Lookup using filter + sparse index

static int key_cmp_mem(const uint8_t *a, uint32_t alen, const uint8_t *b, uint32_t blen) {
  size_t n = alen < blen ? alen : blen; int c = memcmp(a, b, n); if (c) return c; return (alen < blen) ? -1 : (alen > blen);
}
 
static int64_t index_floor(const struct sst_reader *r, const uint8_t *key, uint32_t klen) {
  // binary search for largest idx s.t. ents[idx].key <= key
  int64_t lo = 0, hi = (int64_t)r->ents_n - 1, ans = -1;
  while (lo <= hi) {
    int64_t mid = (lo + hi) >> 1; int c = key_cmp_mem(r->ents[mid].key, r->ents[mid].klen, key, klen);
    if (c <= 0) { ans = mid; lo = mid + 1; } else { hi = mid - 1; }
  }
  return ans;
}
 
// Returns: 1=found PUT (value returned), 0=found DEL (tombstone), -1=not found, <0 on error
int sst_get(struct sst_reader *r, const uint8_t *key, uint32_t klen, uint8_t **out, uint32_t *outlen) {
  // 1) Bloom filter
  if (!bloom_maybe_contains(&r->bf, key, klen)) return -1; // definitely not present
 
  // 2) index floor
  int64_t idx = index_floor(r, key, klen); off_t off = 0; if (idx >= 0) off = (off_t)r->ents[idx].off;
  if (lseek(r->fd, off, SEEK_SET) < 0) return -2;
 
  // 3) scan forward (bounded). Stop when we pass the key or hit EOF/next block boundary (not tracked here)

> [EXCERPTED RECORDS]:
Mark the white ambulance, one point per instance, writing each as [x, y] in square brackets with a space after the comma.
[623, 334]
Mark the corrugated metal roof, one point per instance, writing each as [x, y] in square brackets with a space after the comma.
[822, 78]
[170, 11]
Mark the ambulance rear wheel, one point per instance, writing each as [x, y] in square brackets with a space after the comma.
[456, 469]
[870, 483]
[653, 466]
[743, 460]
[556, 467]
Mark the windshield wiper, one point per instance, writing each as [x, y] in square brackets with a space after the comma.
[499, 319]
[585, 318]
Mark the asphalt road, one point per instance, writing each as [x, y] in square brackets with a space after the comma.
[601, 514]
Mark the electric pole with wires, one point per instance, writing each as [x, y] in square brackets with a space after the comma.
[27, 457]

> [WHAT THE EXERCISE ASKS]:
Answer these questions about the code under "Lookup using filter + sparse index":
1. What does sst_get return when the Bloom filter says the key is definitely not present?
2. What does sst_get return if the call to lseek fails?
3. In key_cmp_mem, when the compared bytes match and alen is smaller than blen, what value is returned?

> [OUTPUT BELOW]:
1. -1
2. -2
3. -1